=== AIM ===
Copy the whole text below on testing and feedback loops for greybox modules, word for word and with its formatting unchanged.

# Testing and feedback loops for greybox modules

A deep module becomes a **greybox** when you can trust its behaviour without reading its internals.

That trust comes from:
- a fast feedback loop (run locally + in CI)
- contract tests at the boundary

## The “fast loop” checklist

Aim for a default `verify` command that:
- runs in minutes (ideally < 2–5 for unit-level signal)
- fails loudly with actionable messages
- is deterministic

If your repo has multiple packages/services:
- add `verify:fast` (unit + typecheck) and `verify:full` (integration/e2e)
- make the agent run `verify:fast` frequently while refactoring

## Contract tests (module boundary tests)

Contract tests focus on **what the module promises**, not how it does it.

For each exported function/type:
- 1–3 happy path tests
- at least 1 meaningful error/edge case
- side effects verified via fakes/spies

Examples of boundary contract assertions:
- return value shape is stable
- errors are typed/structured and documented
- database writes happen exactly once
- events are emitted with the expected payload

## A practical sequence for risky refactors

1. **Freeze the surface**
   - Write down the public API you want.
   - Add a thin wrapper over existing code to match that API.

=== RECORD LIST ===
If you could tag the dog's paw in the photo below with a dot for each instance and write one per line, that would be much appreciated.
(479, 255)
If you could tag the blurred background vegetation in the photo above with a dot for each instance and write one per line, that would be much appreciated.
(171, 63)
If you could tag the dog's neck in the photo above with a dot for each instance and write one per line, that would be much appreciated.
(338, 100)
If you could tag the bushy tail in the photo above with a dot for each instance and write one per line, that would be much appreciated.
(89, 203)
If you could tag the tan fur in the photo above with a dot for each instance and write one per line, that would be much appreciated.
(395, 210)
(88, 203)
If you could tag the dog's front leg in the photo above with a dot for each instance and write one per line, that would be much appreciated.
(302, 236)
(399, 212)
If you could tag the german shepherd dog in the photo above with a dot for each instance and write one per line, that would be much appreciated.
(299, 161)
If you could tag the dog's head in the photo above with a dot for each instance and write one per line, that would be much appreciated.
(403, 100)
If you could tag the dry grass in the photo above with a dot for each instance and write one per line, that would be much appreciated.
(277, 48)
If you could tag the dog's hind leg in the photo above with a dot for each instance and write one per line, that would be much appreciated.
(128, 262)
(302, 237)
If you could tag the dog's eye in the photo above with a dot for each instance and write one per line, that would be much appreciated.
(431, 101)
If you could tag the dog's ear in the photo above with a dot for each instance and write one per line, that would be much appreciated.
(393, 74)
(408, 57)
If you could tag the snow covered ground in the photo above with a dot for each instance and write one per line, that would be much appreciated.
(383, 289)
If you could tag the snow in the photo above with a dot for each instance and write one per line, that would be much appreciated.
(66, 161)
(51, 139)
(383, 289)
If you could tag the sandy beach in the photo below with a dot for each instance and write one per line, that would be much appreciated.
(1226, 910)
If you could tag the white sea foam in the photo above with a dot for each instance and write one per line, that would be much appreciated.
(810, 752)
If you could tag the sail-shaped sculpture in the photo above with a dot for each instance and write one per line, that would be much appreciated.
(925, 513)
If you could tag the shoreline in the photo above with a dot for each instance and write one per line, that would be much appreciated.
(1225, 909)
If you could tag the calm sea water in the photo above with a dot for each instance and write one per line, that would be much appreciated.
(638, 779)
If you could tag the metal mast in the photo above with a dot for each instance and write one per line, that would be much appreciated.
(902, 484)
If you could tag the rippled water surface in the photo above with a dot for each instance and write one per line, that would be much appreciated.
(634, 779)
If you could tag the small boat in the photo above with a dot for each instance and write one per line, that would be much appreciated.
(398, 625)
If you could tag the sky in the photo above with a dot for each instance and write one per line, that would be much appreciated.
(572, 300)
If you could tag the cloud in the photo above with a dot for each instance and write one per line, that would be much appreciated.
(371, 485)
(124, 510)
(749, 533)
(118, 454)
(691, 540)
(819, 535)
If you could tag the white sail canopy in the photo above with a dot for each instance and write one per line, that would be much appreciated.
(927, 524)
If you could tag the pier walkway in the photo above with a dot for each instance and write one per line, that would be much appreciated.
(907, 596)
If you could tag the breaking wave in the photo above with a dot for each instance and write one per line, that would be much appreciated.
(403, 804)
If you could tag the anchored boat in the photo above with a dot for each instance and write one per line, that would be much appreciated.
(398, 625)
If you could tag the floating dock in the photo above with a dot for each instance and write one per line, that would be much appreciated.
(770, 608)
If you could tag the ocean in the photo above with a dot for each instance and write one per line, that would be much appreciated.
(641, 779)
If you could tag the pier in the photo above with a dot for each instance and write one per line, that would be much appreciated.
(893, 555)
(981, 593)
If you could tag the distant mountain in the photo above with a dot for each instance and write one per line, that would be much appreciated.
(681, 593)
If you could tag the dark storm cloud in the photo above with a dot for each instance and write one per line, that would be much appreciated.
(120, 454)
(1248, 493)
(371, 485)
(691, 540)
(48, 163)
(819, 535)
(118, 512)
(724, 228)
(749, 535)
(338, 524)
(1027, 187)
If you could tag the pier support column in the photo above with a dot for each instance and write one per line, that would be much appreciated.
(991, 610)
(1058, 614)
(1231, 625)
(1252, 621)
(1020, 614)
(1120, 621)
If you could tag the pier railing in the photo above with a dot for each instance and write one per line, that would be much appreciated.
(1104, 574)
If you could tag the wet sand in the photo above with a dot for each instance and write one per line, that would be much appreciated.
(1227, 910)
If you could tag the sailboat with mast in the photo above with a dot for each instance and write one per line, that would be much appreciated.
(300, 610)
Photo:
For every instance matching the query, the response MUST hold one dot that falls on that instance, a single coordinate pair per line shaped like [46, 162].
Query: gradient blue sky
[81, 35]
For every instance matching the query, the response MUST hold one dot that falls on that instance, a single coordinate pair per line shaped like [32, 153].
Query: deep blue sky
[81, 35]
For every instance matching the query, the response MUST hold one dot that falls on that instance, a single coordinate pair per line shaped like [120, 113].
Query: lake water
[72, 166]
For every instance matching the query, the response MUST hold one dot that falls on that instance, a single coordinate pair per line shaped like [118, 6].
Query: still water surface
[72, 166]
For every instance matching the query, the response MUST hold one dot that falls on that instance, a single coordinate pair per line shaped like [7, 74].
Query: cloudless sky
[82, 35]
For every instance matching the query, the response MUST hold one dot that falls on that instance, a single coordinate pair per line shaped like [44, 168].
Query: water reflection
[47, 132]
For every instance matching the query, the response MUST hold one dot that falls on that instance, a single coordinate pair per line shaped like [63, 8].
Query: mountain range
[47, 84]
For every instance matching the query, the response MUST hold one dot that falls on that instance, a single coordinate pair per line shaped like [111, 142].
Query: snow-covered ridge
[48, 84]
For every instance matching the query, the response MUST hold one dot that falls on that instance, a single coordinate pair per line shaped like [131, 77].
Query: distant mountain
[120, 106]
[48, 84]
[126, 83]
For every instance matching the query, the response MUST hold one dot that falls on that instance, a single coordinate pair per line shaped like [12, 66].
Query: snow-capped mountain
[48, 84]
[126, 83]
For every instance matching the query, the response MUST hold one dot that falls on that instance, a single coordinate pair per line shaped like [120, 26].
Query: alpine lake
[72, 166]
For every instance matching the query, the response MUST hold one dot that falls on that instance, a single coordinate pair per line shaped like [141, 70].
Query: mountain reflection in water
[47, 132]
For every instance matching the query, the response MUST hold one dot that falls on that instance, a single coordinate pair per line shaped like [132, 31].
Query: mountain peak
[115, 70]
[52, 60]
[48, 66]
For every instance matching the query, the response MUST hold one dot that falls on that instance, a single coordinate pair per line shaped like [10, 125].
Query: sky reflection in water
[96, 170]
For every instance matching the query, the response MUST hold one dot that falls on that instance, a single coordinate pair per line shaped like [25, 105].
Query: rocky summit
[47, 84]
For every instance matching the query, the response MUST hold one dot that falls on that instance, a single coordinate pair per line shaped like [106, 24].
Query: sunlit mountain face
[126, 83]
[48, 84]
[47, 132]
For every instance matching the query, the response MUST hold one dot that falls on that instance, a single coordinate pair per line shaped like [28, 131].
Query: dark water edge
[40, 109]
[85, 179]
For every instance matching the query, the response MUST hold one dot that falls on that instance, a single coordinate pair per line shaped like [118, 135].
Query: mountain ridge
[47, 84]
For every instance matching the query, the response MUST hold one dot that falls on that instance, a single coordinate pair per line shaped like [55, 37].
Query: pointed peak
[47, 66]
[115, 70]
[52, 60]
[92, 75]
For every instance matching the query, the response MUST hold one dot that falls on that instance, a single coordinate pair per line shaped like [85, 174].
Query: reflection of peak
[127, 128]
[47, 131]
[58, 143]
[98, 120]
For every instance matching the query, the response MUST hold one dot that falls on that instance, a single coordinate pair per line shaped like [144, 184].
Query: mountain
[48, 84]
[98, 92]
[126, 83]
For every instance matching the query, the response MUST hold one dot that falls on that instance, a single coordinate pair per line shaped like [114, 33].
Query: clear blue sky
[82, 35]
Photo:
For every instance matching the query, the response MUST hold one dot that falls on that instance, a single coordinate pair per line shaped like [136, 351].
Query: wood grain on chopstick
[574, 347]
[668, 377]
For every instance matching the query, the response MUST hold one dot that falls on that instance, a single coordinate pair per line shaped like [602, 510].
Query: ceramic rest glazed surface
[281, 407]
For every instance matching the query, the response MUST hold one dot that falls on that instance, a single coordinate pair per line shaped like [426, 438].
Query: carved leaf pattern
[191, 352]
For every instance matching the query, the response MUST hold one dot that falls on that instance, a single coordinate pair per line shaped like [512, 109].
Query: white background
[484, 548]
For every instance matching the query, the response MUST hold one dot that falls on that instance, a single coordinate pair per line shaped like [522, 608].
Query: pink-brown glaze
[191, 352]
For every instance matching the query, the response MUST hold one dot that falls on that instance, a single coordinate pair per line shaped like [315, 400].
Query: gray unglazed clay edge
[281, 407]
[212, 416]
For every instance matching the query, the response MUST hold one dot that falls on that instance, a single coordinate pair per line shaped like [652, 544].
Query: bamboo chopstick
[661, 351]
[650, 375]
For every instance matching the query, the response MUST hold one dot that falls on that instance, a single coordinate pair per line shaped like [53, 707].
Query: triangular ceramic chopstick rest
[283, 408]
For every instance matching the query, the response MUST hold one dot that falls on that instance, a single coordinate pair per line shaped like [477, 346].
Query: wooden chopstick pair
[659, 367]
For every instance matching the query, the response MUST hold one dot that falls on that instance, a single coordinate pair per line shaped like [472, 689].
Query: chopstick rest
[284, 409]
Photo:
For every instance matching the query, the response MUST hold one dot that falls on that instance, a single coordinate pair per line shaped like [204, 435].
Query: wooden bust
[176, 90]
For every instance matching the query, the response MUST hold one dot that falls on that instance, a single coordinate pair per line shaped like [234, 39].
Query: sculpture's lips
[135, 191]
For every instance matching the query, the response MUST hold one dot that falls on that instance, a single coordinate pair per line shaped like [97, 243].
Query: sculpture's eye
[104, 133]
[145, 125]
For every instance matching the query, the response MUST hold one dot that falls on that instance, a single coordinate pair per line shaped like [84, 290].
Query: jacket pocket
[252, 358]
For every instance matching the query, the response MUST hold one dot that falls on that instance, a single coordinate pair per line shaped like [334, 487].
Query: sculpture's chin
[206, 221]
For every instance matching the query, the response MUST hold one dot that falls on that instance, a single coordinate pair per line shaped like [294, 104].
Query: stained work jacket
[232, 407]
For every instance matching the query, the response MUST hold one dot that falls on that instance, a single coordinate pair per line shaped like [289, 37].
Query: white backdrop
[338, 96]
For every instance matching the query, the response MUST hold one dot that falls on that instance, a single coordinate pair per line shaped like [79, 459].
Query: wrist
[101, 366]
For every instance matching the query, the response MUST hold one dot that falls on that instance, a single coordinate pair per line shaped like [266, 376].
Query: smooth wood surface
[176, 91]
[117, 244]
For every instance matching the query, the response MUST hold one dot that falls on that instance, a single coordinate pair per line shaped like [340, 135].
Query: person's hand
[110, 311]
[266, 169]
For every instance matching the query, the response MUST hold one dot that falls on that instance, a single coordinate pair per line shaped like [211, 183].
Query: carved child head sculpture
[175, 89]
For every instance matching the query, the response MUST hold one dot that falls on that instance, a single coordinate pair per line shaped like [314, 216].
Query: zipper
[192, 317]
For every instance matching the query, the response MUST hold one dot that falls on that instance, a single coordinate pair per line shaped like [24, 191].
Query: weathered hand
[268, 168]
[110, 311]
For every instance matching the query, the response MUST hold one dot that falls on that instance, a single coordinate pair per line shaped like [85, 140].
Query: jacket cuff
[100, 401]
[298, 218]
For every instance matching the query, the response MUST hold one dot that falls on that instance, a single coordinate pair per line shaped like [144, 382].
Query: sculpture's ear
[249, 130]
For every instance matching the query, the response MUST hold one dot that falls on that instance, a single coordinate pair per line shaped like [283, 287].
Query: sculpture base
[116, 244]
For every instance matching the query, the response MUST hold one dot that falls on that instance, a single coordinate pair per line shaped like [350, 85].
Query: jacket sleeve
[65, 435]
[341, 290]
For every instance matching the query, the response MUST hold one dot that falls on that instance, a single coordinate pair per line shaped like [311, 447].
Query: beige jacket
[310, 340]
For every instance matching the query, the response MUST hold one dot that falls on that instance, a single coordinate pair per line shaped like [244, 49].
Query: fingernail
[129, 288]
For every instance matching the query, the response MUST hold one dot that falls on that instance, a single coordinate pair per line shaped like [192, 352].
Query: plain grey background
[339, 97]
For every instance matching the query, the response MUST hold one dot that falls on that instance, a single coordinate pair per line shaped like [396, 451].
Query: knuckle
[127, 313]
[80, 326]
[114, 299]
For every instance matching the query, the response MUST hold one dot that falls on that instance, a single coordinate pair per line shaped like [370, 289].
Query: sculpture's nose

=== WRITTEN ANSWER ===
# Testing and feedback loops for greybox modules

A deep module becomes a **greybox** when you can trust its behaviour without reading its internals.

That trust comes from:
- a fast feedback loop (run locally + in CI)
- contract tests at the boundary

## The “fast loop” checklist

Aim for a default `verify` command that:
- runs in minutes (ideally < 2–5 for unit-level signal)
- fails loudly with actionable messages
- is deterministic

If your repo has multiple packages/services:
- add `verify:fast` (unit + typecheck) and `verify:full` (integration/e2e)
- make the agent run `verify:fast` frequently while refactoring

## Contract tests (module boundary tests)

Contract tests focus on **what the module promises**, not how it does it.

For each exported function/type:
- 1–3 happy path tests
- at least 1 meaningful error/edge case
- side effects verified via fakes/spies

Examples of boundary contract assertions:
- return value shape is stable
- errors are typed/structured and documented
- database writes happen exactly once
- events are emitted with the expected payload

## A practical sequence for risky refactors

1. **Freeze the surface**
   - Write down the public API you want.
   - Add a thin wrapper over existing code to match that API.